>> start RECORDS SUPPLIED

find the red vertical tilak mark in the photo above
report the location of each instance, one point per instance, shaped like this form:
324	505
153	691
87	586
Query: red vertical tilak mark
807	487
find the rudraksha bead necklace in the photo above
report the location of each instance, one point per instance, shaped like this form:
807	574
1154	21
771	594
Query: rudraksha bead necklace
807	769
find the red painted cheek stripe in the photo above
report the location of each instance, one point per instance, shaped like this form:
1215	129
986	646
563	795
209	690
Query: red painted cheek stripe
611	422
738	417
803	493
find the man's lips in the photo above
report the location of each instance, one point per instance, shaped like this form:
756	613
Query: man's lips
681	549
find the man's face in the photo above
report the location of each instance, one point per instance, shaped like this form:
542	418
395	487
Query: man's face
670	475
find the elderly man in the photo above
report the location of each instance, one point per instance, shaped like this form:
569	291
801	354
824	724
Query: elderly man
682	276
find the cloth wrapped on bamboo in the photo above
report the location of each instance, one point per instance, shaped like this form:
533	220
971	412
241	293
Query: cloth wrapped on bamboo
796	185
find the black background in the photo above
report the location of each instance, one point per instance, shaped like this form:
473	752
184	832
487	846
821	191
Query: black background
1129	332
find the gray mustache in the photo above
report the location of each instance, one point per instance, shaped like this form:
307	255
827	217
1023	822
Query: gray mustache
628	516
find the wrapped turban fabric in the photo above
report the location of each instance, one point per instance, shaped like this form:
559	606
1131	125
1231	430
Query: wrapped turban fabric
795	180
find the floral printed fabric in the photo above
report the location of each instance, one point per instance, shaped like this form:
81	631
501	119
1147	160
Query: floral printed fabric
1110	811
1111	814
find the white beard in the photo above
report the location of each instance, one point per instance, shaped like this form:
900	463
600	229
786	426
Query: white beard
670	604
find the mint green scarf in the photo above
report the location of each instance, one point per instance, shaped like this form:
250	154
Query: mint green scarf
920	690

>> end RECORDS SUPPLIED

- **REQUIRED WORK**
Rewrite everything from the row containing "find the wrapped" down to the end of the rows, requests included, shifting each coordinate in the answers up by 97.

- **REPLY**
find the wrapped turban fabric in the photo above
report the location of each instance, one point per instance, shaped like this form:
559	606
1131	125
1231	430
Query: wrapped turban fabric
892	277
find the floral printed fabric in the photo above
report the location of each instance, one point per instance, shaped like this form:
81	631
501	119
1147	160
Query: floral printed fabric
1207	908
1208	911
find the white beard in the photo above
report the location of each instance, one point per instance, shaped like this form:
900	463
600	229
786	426
Query: white beard
767	701
find the mint green scarf in the photo above
report the location of each instance, one point per instance, shaped like this form:
250	154
Query: mint green scarf
1017	787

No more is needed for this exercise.